Excerpts from segmentation records
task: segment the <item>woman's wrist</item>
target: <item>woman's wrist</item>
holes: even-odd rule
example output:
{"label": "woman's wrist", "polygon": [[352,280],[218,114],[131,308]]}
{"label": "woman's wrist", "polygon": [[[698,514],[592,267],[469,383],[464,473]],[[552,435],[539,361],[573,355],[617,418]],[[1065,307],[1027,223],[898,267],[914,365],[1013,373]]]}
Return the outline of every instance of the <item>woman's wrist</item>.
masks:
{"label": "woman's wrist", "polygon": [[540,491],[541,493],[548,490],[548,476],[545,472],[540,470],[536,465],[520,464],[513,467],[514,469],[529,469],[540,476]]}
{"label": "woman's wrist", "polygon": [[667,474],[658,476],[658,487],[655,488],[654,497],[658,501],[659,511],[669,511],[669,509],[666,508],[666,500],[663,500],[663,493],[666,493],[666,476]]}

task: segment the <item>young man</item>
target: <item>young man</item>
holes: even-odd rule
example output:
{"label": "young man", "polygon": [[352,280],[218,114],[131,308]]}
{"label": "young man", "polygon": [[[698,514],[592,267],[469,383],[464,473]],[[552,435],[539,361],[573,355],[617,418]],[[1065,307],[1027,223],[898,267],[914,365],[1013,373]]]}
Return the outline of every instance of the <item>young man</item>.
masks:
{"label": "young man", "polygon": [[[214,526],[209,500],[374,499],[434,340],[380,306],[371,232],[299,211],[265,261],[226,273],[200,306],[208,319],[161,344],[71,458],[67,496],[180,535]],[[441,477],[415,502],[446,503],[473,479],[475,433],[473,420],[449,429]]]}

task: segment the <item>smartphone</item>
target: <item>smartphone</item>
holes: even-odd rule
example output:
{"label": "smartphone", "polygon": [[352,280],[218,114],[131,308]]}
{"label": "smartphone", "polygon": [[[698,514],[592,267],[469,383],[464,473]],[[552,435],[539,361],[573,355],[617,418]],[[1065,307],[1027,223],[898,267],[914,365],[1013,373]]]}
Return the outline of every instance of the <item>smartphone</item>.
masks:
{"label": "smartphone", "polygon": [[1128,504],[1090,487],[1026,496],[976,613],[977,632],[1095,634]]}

---

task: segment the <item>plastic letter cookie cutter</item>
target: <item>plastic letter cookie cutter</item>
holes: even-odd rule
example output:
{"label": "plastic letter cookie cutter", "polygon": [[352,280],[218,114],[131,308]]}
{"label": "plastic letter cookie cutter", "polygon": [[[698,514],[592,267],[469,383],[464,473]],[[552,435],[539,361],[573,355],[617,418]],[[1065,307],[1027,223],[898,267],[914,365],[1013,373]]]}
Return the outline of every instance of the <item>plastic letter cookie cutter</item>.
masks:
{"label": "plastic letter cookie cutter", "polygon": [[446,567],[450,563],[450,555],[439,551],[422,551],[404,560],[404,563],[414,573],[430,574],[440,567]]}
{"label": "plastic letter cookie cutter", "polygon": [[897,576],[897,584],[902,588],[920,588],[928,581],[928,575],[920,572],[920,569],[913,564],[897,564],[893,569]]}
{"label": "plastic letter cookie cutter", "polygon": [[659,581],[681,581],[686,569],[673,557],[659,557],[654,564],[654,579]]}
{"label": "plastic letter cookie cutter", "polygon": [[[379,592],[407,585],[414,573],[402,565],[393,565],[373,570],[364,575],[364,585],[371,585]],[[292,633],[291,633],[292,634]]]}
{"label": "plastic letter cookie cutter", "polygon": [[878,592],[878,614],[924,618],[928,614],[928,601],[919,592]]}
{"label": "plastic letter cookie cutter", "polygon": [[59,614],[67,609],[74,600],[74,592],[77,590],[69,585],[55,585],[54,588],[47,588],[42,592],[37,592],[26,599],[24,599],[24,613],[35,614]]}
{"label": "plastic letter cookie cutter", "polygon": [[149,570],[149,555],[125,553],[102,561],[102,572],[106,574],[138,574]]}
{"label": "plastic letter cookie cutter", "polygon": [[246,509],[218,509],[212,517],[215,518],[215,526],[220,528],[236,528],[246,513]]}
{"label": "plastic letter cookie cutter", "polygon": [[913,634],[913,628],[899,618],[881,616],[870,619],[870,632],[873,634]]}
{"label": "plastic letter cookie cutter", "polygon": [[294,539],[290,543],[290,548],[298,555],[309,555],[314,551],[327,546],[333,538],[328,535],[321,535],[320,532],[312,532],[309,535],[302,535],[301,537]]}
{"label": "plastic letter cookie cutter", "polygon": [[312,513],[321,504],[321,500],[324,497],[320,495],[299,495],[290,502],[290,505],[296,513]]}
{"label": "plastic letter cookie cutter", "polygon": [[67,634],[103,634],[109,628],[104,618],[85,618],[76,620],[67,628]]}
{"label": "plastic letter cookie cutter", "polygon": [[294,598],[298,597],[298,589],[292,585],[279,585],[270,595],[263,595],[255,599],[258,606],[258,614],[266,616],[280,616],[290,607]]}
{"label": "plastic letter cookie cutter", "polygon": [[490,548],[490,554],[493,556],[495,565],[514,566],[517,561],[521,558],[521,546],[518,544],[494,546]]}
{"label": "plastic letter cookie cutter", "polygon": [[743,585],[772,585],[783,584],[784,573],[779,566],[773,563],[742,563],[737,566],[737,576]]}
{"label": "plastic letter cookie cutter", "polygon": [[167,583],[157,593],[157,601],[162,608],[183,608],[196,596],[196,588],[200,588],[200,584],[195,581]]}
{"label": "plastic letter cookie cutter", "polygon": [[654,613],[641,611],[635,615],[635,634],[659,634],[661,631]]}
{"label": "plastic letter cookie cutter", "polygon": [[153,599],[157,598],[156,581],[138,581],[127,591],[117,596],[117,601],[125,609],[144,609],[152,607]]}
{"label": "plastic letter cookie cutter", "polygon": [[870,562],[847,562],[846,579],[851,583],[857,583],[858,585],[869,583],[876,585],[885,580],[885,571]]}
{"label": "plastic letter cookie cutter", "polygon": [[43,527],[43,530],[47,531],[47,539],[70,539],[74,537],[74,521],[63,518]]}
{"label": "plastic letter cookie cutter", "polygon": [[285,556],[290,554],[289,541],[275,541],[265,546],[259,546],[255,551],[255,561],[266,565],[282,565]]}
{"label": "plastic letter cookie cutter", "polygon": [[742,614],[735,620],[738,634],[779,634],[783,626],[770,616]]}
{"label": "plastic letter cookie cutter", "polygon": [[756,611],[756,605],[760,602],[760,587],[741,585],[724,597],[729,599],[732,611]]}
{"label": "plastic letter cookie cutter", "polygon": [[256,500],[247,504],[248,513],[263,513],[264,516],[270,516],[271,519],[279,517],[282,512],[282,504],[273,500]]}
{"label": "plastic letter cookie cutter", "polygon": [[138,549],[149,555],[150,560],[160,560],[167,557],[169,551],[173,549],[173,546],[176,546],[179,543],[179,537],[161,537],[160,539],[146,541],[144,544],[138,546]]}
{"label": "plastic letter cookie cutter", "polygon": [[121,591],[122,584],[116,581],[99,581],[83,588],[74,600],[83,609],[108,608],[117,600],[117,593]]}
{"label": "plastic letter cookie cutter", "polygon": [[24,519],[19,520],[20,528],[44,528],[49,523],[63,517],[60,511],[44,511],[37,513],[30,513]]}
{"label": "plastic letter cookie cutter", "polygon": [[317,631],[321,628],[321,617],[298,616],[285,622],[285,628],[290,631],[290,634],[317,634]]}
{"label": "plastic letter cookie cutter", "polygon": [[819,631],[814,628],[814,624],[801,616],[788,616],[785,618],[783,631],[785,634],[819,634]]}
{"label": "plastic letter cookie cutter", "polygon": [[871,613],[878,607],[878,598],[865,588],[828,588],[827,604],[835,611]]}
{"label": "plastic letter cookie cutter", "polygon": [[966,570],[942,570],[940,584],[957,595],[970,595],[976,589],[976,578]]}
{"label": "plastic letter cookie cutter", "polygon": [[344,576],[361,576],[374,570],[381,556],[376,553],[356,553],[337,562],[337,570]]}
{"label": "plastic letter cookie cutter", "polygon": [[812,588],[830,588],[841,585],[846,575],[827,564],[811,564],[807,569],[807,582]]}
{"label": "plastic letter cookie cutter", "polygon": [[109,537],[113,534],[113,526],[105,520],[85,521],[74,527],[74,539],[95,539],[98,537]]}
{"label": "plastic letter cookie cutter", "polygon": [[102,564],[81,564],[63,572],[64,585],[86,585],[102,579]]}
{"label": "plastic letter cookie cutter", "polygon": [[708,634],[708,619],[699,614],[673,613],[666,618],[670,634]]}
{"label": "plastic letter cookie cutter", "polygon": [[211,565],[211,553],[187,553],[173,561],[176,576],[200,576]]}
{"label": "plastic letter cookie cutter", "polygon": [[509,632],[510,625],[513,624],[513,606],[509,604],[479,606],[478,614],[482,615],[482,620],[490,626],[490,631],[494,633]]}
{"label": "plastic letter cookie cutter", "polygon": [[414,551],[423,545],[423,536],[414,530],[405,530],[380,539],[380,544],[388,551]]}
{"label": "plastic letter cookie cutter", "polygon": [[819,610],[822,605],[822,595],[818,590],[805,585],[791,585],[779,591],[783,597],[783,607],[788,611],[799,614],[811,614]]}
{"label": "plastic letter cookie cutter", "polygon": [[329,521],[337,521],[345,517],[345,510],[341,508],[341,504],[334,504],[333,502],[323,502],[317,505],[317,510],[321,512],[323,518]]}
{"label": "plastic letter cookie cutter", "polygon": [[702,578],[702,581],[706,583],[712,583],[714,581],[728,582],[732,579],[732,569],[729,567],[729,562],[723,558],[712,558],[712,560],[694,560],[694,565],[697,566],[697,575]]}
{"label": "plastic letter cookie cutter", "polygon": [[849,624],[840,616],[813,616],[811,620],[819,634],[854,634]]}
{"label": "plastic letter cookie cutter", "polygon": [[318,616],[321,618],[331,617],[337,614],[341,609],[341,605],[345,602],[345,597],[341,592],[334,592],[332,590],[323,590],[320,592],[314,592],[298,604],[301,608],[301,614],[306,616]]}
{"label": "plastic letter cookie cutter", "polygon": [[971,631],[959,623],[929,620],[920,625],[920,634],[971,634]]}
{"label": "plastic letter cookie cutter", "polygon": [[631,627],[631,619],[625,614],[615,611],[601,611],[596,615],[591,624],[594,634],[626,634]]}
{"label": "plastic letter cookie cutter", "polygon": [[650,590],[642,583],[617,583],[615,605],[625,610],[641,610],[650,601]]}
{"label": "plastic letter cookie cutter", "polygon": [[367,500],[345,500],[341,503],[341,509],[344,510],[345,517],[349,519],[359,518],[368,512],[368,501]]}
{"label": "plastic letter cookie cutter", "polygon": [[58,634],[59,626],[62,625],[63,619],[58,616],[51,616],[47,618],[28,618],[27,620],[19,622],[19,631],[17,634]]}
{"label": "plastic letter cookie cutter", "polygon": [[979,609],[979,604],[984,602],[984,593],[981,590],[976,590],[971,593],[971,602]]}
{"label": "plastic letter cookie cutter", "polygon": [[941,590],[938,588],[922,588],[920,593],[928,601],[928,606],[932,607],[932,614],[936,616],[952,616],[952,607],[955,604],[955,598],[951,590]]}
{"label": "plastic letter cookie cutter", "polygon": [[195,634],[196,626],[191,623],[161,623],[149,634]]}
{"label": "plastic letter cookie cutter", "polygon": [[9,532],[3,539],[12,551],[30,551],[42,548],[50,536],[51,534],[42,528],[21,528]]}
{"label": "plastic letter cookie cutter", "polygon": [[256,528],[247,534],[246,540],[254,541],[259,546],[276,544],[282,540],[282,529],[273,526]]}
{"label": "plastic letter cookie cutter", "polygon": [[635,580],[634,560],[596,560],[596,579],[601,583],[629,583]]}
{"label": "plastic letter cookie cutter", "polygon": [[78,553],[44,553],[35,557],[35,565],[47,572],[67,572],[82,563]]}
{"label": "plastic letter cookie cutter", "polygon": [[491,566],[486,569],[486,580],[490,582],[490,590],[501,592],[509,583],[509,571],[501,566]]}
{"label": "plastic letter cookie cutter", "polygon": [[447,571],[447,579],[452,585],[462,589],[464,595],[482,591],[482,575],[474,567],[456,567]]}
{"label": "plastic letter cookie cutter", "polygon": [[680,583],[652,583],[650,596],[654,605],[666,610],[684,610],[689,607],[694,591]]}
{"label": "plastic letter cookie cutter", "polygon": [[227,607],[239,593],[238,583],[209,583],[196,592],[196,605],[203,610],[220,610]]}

§ **WHAT YOU WILL DO**: Return every line of the entries that contains the string "item".

§ **WORKED ANSWER**:
task: segment the <item>woman's wrist</item>
target: <item>woman's wrist</item>
Return the outline of every instance of the <item>woman's wrist</item>.
task: segment the <item>young man</item>
target: <item>young man</item>
Return the outline of every instance of the <item>young man</item>.
task: segment the <item>smartphone</item>
target: <item>smartphone</item>
Return the outline of every instance of the <item>smartphone</item>.
task: segment the <item>plastic letter cookie cutter</item>
target: <item>plastic letter cookie cutter</item>
Return the outline of every instance of the <item>plastic letter cookie cutter</item>.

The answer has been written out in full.